╔══

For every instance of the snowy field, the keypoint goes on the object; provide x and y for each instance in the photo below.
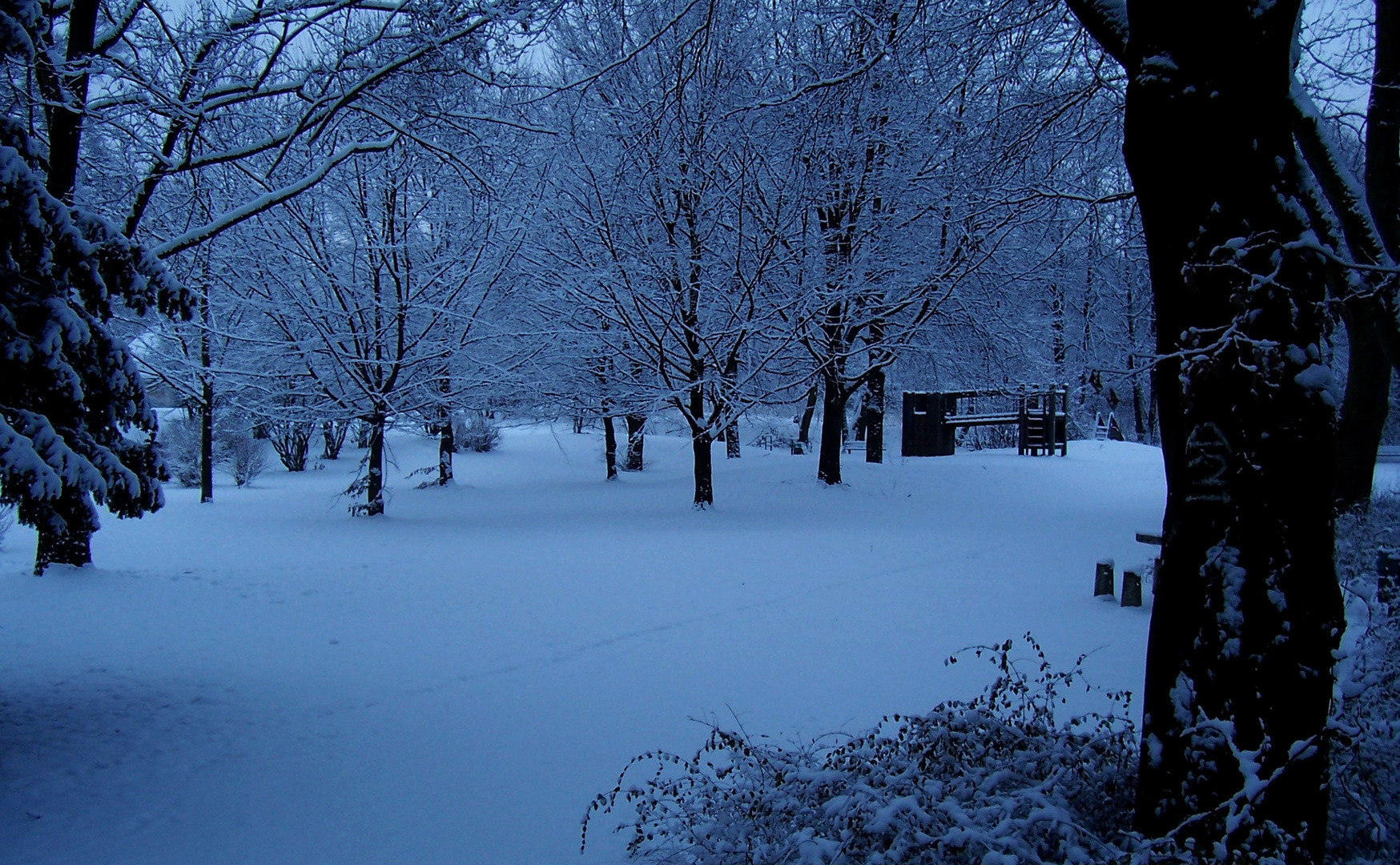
(269, 681)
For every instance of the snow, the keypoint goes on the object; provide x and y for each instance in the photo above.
(266, 679)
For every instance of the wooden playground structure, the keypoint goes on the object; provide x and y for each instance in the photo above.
(1039, 413)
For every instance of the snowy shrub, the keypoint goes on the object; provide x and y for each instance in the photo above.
(1366, 756)
(290, 440)
(179, 449)
(997, 778)
(773, 436)
(477, 432)
(332, 438)
(6, 521)
(243, 455)
(363, 432)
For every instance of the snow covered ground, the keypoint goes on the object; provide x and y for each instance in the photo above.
(269, 681)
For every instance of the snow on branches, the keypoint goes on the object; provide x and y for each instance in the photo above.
(997, 778)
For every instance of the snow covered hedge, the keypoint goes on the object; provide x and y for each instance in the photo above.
(1366, 758)
(994, 780)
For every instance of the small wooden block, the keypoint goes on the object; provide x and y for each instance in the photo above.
(1132, 589)
(1104, 578)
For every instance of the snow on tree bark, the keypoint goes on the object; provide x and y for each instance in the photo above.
(1248, 608)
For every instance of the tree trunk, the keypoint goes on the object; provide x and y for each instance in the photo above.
(69, 537)
(636, 440)
(705, 464)
(875, 417)
(1383, 127)
(206, 441)
(447, 447)
(70, 107)
(1364, 410)
(374, 481)
(1248, 608)
(700, 444)
(206, 404)
(861, 415)
(611, 447)
(804, 432)
(833, 432)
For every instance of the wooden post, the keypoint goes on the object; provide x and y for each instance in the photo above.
(1104, 578)
(1132, 589)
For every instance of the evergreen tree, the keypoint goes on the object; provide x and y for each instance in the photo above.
(76, 428)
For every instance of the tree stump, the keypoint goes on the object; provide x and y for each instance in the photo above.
(1104, 578)
(1132, 589)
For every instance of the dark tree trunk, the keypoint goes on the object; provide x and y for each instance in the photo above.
(67, 112)
(206, 441)
(875, 417)
(705, 464)
(1383, 127)
(611, 447)
(206, 404)
(833, 432)
(636, 440)
(447, 447)
(70, 539)
(1366, 400)
(1248, 608)
(374, 479)
(804, 430)
(700, 440)
(1364, 410)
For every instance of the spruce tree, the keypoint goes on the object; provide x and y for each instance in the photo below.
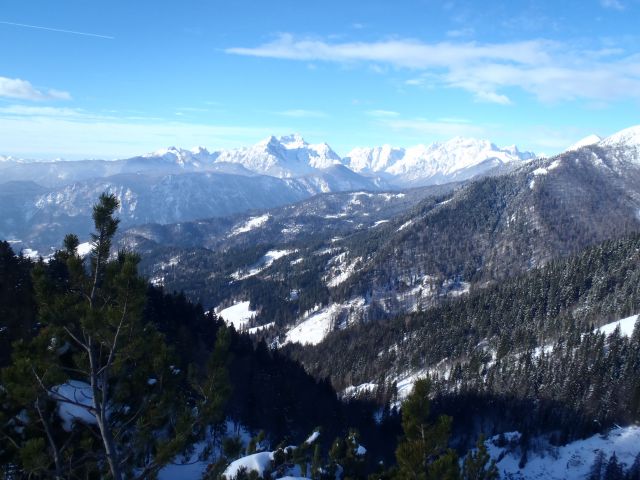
(95, 355)
(423, 441)
(478, 464)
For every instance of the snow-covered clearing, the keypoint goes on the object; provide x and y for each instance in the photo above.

╚══

Copy each entry exactly as written. Pictures do not belong in the copy.

## Solution
For every instance of the snowy field, the keypoint goes on the object; provide x and y for each instance in the photo below.
(269, 681)
For every instance of the snow, the keypoint goes on the object; provide x and y for each instance in the photo above.
(266, 679)
For every instance of the wooden playground structure, the keypoint goes on the object; provide x and y for each instance in the photo above.
(1039, 413)
For every instance of the snowy shrub, the keypoint goes on the object; provide x and y for each instance in the photo above.
(1366, 756)
(290, 440)
(179, 449)
(997, 778)
(773, 436)
(477, 432)
(332, 438)
(6, 521)
(243, 455)
(363, 432)
For every instance of the snow covered ground, the keypoint goes on the object; provide x and y for each instance in the photo above.
(269, 681)
For every instance of the snow on branches, the keypoint goes on the object; provide x and y for each instance in the photo above.
(997, 778)
For every instance of the snow covered hedge, the keypoint goes on the object; provide x and y for each instance in the photo above.
(1366, 758)
(994, 780)
For every instance of the small wooden block, the keypoint goes on the object; provide x and y for each instance in the photo above.
(1132, 589)
(1104, 578)
For every instance of the snow on tree bark, the keypoint goes on the object; provide x and y for each instance in the photo above.
(1248, 608)
For every instance of the tree trunk, the keypoint goes on the object; provide x and y for each instance in the photo above.
(69, 537)
(636, 440)
(705, 464)
(875, 417)
(1383, 127)
(206, 441)
(447, 447)
(70, 107)
(1364, 410)
(374, 481)
(1248, 608)
(700, 444)
(206, 404)
(861, 415)
(611, 447)
(804, 432)
(833, 432)
For every instance of the wooden post, the keypoint goes on the object; provide x and y for each instance in the photo above.
(1104, 578)
(1132, 589)
For every instance of the evergreen tree, the keypoint goes on the object; provide x and y for each instance in the photo above.
(76, 428)
For every instance of the tree stump, the keypoint goes on the object; provide x and y for each instance in the photo above.
(1104, 578)
(1132, 589)
For every instance of the dark tree trunk, the keypoint goes on the object; provide x and y for each instance in the photo above.
(67, 112)
(206, 441)
(875, 417)
(705, 464)
(1383, 127)
(611, 447)
(206, 404)
(833, 432)
(636, 440)
(447, 447)
(70, 539)
(1366, 400)
(1248, 608)
(374, 479)
(804, 430)
(700, 440)
(1364, 410)
For every instance of the spruce tree, the keypoint goes on the object; provide x and y for each instance in the photo below.
(95, 355)
(423, 441)
(478, 464)
For every instance of the snow-covered clearing, the keypoint goes on the object; provide x and y for each instance in the photo above.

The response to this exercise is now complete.